— START SOURCE DATA —
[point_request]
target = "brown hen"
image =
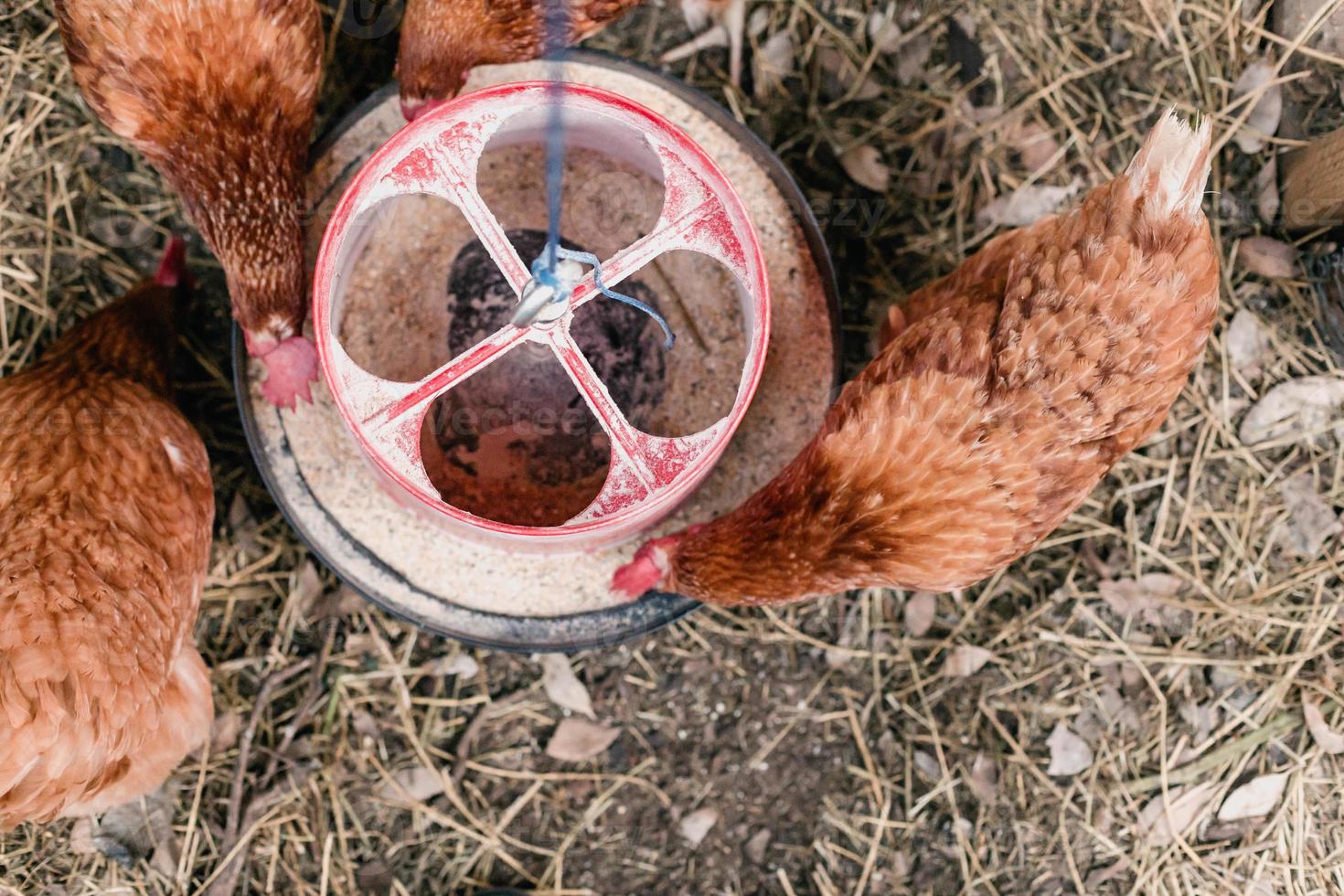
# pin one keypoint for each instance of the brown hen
(443, 39)
(105, 517)
(219, 97)
(1007, 389)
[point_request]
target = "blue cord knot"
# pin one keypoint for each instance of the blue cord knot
(543, 271)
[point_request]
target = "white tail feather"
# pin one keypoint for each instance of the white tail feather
(1172, 165)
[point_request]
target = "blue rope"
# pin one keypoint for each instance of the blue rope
(546, 275)
(557, 23)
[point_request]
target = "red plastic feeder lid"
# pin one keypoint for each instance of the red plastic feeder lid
(438, 155)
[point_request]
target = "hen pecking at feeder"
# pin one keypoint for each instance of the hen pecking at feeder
(1003, 395)
(443, 39)
(105, 523)
(219, 97)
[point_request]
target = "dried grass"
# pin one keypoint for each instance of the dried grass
(357, 764)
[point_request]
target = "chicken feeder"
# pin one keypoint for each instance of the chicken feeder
(481, 478)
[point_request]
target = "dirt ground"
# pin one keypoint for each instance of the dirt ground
(1125, 710)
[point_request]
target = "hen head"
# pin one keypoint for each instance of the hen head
(431, 70)
(651, 569)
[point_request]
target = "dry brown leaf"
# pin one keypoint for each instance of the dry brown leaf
(839, 656)
(965, 661)
(1171, 815)
(1267, 257)
(1257, 797)
(1069, 753)
(563, 687)
(415, 784)
(337, 603)
(578, 739)
(883, 31)
(983, 779)
(1266, 192)
(920, 612)
(1148, 597)
(866, 168)
(1310, 520)
(1101, 875)
(1247, 343)
(1293, 409)
(1264, 120)
(928, 766)
(755, 848)
(695, 827)
(463, 666)
(223, 731)
(1024, 206)
(129, 832)
(1326, 739)
(773, 63)
(912, 60)
(306, 587)
(1034, 143)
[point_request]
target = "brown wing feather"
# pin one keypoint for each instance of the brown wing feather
(1011, 389)
(105, 527)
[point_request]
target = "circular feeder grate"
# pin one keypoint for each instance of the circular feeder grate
(484, 592)
(438, 156)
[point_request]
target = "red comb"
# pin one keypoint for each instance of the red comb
(172, 266)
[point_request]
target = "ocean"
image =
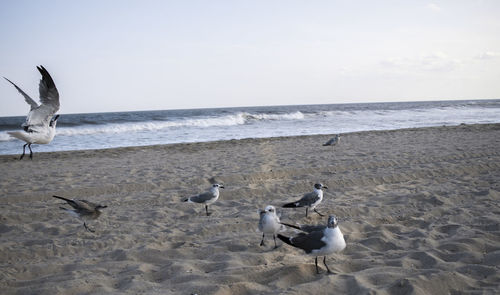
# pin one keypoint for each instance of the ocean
(121, 129)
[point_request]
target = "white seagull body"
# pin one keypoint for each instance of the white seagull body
(40, 126)
(206, 198)
(269, 223)
(322, 242)
(310, 200)
(334, 141)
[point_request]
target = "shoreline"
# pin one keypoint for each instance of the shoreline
(250, 139)
(420, 209)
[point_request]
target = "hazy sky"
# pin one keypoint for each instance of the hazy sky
(146, 55)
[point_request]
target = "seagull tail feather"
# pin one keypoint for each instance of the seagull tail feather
(291, 205)
(19, 135)
(291, 225)
(285, 239)
(62, 198)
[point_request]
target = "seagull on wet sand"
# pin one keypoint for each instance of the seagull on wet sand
(206, 198)
(40, 124)
(334, 141)
(269, 223)
(309, 200)
(320, 242)
(83, 209)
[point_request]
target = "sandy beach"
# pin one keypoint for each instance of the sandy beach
(419, 209)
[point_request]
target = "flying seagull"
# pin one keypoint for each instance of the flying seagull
(40, 124)
(206, 198)
(269, 223)
(334, 141)
(83, 209)
(323, 242)
(309, 200)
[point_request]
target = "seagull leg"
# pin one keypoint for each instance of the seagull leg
(24, 151)
(324, 262)
(318, 212)
(88, 228)
(31, 152)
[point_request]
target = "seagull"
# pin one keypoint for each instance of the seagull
(269, 223)
(305, 227)
(321, 242)
(40, 124)
(83, 209)
(310, 200)
(206, 198)
(333, 141)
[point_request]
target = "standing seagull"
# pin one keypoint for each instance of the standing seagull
(319, 243)
(309, 200)
(269, 223)
(40, 126)
(206, 198)
(333, 141)
(83, 209)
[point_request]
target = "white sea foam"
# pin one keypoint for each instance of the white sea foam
(98, 130)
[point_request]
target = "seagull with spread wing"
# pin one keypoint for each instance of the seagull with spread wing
(40, 124)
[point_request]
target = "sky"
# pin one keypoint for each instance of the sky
(107, 56)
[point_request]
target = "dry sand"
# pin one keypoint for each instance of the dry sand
(419, 207)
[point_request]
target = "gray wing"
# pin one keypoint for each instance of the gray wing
(308, 199)
(27, 98)
(261, 219)
(312, 228)
(85, 205)
(202, 198)
(48, 91)
(308, 242)
(49, 98)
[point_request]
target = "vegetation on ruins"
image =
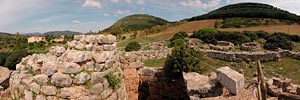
— END SOURCE DATA —
(WHAT TO DO)
Locate each line in the entries above that contains the string "comb", and reproduce every such line in full.

(WRITTEN ANSWER)
target = "red comb"
# pin one keypoint for each instance of the red comb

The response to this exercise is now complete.